[Stored data entries]
▼
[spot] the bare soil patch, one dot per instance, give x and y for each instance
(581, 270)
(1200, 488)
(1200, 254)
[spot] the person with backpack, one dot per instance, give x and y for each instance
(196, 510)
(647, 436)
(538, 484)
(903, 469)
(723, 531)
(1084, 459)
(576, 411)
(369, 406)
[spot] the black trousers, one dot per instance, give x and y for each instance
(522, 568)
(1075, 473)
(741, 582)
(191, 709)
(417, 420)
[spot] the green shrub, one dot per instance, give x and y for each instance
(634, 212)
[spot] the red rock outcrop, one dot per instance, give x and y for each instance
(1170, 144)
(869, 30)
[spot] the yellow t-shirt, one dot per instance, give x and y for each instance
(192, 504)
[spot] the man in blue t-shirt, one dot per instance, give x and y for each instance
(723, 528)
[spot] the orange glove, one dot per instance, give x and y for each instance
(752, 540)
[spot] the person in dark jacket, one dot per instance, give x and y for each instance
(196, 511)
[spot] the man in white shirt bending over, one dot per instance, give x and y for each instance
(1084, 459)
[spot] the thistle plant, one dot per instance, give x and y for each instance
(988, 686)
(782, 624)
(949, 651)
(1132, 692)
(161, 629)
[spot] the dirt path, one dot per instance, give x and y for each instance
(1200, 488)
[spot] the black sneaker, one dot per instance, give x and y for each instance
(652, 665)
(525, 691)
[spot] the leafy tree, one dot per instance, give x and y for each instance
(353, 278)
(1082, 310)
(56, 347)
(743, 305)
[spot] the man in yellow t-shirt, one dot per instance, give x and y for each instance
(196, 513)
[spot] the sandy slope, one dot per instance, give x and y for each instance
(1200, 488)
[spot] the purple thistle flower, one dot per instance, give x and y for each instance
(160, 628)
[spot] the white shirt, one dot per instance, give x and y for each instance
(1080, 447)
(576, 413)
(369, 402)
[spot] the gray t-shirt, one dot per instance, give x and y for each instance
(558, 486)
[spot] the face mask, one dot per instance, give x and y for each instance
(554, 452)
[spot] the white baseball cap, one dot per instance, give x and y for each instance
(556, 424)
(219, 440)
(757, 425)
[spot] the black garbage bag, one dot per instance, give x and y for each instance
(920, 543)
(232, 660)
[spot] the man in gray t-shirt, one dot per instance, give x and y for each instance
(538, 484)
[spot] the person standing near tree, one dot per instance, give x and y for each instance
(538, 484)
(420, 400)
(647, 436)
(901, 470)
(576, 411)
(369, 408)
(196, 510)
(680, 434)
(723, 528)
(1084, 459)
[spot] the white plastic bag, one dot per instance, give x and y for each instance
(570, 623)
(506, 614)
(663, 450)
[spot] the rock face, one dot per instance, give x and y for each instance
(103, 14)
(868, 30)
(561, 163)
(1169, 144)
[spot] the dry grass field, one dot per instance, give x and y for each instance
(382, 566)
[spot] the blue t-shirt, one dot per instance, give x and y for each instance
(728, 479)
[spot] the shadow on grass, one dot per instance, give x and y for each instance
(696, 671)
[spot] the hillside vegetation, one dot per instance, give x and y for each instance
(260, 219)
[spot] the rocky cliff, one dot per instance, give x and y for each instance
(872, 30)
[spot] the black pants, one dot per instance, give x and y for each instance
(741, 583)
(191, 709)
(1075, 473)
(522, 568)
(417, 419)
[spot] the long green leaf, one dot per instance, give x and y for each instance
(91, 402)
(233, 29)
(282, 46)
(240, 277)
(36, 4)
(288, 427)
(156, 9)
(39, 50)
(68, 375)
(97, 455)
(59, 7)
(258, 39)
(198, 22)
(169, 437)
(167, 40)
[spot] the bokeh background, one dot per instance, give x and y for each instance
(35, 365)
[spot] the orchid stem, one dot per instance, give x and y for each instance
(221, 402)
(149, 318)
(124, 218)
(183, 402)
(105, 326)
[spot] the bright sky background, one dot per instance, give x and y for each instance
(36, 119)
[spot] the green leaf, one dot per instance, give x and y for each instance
▲
Your reply should hold all the entries, each repeated without a single change.

[spot] the bare soil patch, one dot per instance, give x and y for each instance
(581, 270)
(1200, 488)
(1200, 254)
[spot] the person with backpack, one dot per instance, give x and y for each instance
(196, 510)
(647, 436)
(538, 484)
(903, 469)
(723, 531)
(1084, 459)
(576, 411)
(369, 406)
[spot] the black trousers, one dot per instance, give x and y for each instance
(522, 568)
(1075, 473)
(741, 582)
(191, 709)
(417, 420)
[spot] the green shrub, one dot per instance, give x and y for each instance
(634, 212)
[spot] the red rock outcrop, one dot per instance, give x and y for each instance
(1170, 144)
(869, 30)
[spot] the yellow t-shirt, one dot per instance, give x and y for each instance
(192, 504)
[spot] the man in blue t-shirt, one dot per instance, give x and y for each instance
(723, 528)
[spot] the orange glove, one dot per instance, give x and y for each instance
(752, 540)
[spot] the person in dark jacket, one dot per instance, give x and y for each instance
(196, 511)
[spot] the man in white shirt bending over, one dot per instance, give x and y for each instance
(1084, 459)
[spot] the thistle plant, one dot per instance, give x and y for each instance
(988, 686)
(782, 624)
(949, 651)
(1132, 692)
(161, 629)
[spot] the dirt path, one dot per instance, give x and y for each instance
(1200, 488)
[spot] the black sneaker, one dot per instance, give x and y for each instance
(652, 665)
(525, 691)
[spot] the leafy tree, one dot per instance, give x and y for each instance
(353, 278)
(1082, 310)
(56, 347)
(743, 305)
[spot] the man in yellow t-shirt, one dot per instance, give x and y for each instance
(196, 513)
[spot] the sandy slope, one dot per instance, give x and y for each instance
(1200, 488)
[spot] the purple thistle flower, one dot per instance, give x and y for each instance
(160, 628)
[spot] the white shirt, one dot per instance, give x and y for each instance
(1080, 447)
(576, 413)
(369, 402)
[spot] the gray t-shirt, one dot per instance, give x and y for each instance
(558, 486)
[spot] the face mask, one dot per instance, give x and y for each instance
(554, 452)
[spot] the white baseball cap, one dot per instance, give x and y for each instance
(556, 424)
(219, 440)
(757, 425)
[spot] the black garbage bag, one dot per instance, give x and y for each instance
(920, 543)
(232, 660)
[spot] the man in gray t-shirt, one dot per instance, give x and y for each instance
(538, 484)
[spot] the person standing near tree, one dot per instance, give x and y for each instance
(538, 484)
(420, 400)
(647, 436)
(901, 470)
(576, 411)
(369, 408)
(196, 510)
(680, 434)
(723, 528)
(1084, 459)
[spot] the white plastic bag, one dot per instance, give x and y for each instance
(570, 623)
(506, 614)
(663, 450)
[spot] the rock face, one dot per instance, give x and y for each instance
(103, 14)
(868, 30)
(561, 163)
(1169, 144)
[spot] the dry grass field, one dot per instance, give x and y for each instance
(382, 566)
[spot] the blue t-shirt, one dot per instance, give x and y for each instance
(728, 479)
[spot] the shadow on grass, one dot per instance, give x and y for each instance
(696, 671)
[spot] the hillside vegetation, one dot per instance, give x and y for each instance
(260, 219)
[spot] the rocky cliff, one dot per instance, give x and y for each instance
(872, 30)
[spot] the black pants, one dot per instance, give x and y for each instance
(741, 583)
(191, 709)
(1075, 473)
(522, 568)
(417, 419)
[spot] the long green leaf, one dot per instance, give x and y for each instance
(91, 402)
(233, 29)
(282, 46)
(240, 277)
(36, 4)
(288, 427)
(156, 9)
(39, 50)
(68, 375)
(97, 455)
(59, 7)
(258, 39)
(198, 22)
(169, 437)
(167, 40)
[spot] the bokeh background, one dot per instance, give x and y for each instance
(35, 365)
[spot] the orchid stem, one dot per instance, give x and y for each instance
(221, 402)
(149, 318)
(124, 218)
(183, 402)
(105, 326)
[spot] the bright sky background, one dot per instance, give x and y for each instance
(36, 119)
[spot] the green leaf, one dot per instance, give x and y for each instance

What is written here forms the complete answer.